> Aim
From the line containing "Can you see the rubber" down to the last line of the material, return those lines verbatim and only those.

==== Records to use

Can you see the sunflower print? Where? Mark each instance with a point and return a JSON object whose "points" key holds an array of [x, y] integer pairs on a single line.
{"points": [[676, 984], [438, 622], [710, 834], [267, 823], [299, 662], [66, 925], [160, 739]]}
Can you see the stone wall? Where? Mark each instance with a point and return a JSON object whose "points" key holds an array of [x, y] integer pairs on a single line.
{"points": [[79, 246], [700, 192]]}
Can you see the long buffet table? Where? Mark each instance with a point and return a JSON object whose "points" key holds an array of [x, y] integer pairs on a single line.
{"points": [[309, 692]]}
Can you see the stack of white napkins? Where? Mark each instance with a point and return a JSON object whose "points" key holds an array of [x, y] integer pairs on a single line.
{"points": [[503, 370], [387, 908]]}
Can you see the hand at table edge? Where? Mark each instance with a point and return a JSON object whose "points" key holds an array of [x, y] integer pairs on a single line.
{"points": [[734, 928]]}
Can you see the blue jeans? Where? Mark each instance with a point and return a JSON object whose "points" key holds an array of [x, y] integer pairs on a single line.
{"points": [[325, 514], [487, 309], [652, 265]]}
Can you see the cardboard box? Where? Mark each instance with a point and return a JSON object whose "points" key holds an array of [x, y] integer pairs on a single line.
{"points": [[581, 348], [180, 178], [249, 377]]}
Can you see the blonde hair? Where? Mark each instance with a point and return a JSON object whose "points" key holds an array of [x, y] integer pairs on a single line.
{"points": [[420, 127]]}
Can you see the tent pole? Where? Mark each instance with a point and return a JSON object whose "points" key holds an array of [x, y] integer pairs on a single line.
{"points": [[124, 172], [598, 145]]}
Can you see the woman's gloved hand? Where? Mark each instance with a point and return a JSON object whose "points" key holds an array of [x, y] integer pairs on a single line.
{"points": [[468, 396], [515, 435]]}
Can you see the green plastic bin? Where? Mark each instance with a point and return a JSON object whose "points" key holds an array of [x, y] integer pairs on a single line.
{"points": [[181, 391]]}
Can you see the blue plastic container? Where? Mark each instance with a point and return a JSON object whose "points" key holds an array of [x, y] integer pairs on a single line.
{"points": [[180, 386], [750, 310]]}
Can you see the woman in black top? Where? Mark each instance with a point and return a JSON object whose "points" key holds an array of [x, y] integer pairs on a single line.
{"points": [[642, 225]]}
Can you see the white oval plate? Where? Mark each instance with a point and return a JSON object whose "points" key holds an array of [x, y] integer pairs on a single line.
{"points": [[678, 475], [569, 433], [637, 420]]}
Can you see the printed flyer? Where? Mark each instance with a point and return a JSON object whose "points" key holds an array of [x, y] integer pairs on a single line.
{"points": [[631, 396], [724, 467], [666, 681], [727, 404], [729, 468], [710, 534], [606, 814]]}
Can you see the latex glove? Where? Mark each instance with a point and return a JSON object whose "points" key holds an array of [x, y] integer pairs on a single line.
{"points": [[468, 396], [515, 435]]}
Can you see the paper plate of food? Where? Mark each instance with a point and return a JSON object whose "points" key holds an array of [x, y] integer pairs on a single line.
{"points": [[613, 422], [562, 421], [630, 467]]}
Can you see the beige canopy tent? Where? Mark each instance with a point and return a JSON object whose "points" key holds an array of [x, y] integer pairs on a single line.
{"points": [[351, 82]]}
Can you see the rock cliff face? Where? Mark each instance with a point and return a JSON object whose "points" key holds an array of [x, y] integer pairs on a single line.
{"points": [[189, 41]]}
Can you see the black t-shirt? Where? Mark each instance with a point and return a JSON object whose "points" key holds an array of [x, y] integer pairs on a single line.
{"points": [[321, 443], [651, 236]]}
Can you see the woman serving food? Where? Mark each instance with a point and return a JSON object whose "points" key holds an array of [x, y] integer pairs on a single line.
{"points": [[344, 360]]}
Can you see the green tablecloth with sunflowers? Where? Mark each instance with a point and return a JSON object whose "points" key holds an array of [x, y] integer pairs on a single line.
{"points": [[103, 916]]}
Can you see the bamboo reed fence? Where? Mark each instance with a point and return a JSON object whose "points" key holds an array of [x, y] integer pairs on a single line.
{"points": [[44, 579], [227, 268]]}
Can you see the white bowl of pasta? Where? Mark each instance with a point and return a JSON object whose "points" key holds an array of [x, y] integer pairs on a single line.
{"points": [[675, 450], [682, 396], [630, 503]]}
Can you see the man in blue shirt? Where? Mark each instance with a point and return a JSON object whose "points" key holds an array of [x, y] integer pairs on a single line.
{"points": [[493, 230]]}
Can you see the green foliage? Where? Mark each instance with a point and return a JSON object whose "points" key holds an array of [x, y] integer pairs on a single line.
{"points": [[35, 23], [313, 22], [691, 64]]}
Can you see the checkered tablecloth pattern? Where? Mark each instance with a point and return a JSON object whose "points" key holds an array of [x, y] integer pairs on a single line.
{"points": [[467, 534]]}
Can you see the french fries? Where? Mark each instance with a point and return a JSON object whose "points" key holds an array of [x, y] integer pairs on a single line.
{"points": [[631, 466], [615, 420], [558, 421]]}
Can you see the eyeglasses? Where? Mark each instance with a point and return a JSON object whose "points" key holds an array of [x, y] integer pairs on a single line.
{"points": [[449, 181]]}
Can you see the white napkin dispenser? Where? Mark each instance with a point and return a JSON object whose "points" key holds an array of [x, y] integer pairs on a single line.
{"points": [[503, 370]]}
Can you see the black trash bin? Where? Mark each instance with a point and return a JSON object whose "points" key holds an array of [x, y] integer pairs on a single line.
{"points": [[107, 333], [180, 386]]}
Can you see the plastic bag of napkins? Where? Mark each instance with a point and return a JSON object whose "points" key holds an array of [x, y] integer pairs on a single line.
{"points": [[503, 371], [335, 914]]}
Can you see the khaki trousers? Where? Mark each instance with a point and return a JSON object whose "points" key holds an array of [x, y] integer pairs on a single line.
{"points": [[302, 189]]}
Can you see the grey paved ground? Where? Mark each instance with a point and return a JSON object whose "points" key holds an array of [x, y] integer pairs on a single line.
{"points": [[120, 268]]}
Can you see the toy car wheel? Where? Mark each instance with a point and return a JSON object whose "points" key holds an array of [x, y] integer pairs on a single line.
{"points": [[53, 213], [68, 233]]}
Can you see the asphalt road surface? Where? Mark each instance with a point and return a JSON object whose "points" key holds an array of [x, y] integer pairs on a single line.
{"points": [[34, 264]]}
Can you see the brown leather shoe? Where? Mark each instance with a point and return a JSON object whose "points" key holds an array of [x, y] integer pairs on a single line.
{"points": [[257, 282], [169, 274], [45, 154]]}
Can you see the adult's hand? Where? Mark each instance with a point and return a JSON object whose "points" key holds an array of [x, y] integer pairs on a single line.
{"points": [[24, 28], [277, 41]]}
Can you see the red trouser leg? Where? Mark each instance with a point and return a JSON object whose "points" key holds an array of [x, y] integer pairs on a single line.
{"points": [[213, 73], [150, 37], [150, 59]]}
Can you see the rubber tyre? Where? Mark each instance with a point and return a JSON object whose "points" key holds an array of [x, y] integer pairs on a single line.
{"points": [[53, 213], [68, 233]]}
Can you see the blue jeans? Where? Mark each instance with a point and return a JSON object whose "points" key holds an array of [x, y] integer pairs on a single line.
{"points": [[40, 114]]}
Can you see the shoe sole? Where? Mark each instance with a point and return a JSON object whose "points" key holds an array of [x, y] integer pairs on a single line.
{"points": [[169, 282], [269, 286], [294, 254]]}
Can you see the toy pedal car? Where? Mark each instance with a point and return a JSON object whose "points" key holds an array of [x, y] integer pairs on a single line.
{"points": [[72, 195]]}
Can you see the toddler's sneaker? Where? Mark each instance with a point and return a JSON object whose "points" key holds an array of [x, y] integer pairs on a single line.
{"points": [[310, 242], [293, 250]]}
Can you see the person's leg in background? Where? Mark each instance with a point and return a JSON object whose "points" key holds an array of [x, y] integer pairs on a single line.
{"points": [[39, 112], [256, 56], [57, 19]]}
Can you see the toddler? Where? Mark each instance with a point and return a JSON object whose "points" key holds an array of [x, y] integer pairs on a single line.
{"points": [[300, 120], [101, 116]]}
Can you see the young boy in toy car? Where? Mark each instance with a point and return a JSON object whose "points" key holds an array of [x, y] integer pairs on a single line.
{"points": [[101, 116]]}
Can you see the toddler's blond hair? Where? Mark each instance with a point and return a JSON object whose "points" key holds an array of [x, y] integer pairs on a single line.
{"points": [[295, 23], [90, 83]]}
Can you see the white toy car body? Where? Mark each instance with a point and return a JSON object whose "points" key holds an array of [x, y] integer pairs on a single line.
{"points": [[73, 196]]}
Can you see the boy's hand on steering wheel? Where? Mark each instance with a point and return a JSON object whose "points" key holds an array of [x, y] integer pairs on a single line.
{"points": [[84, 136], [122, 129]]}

========

> Reply
Can you see the rubber tyre? Where? Mark each instance with a point and return a JSON object whose "points" key holds an array of [x, y] integer pairs on a single line.
{"points": [[53, 213], [68, 233]]}
Can you see the blue jeans? Where? Mark each instance with a point and return a JSON object whose "points" key holds an array of [x, y] integer pairs on a single line.
{"points": [[40, 114]]}
Can you see the shoe sole? Where? Mark each instance with a point and return a JSON object whose "points" key holds an array of [x, y] integer pairs on a single line.
{"points": [[169, 282], [269, 286], [294, 254]]}
Can you see the toy pedal car? Where? Mark each instance with a point and return a JSON object whose "points" key holds an array of [x, y] integer pairs on a single line.
{"points": [[72, 195]]}
Can you see the toddler's sneaker? Where? Mark each instance with a point and return a JSON object whose "points" key holds an array of [x, y] integer pairs on a single line.
{"points": [[310, 242], [293, 250]]}
Can you see the person's leg in background? Where? Mark each instance with a point and return a JSON object whose "points" key holds an array of [x, y] integer pairs on a single line.
{"points": [[39, 112], [256, 56], [57, 19]]}
Can you see the toddler? Where? Mark each instance with a point and return a JSON object whose "points" key holds an array of [x, y] integer pairs on a single line.
{"points": [[300, 120], [101, 116]]}
Can you see the young boy in toy car? Where? Mark each instance with a point and return a JSON object whose "points" key holds an array of [x, y] integer pairs on a single line.
{"points": [[101, 116]]}
Can you see the toddler's blond hair? Where? Mark each instance with a point and return a JSON object whose "points" key holds an array of [x, y] integer pairs on a single line.
{"points": [[295, 23], [90, 83]]}
Can you see the white toy car body? Where? Mark each instance with a point and return a JSON object whose "points" key holds an array of [x, y] integer pairs on a single line.
{"points": [[73, 196]]}
Can you see the boy's hand on steering wheel? Where? Mark each instance with a point and return a JSON object whose "points" key holds an array of [x, y] integer pairs on a single line.
{"points": [[84, 136], [122, 129]]}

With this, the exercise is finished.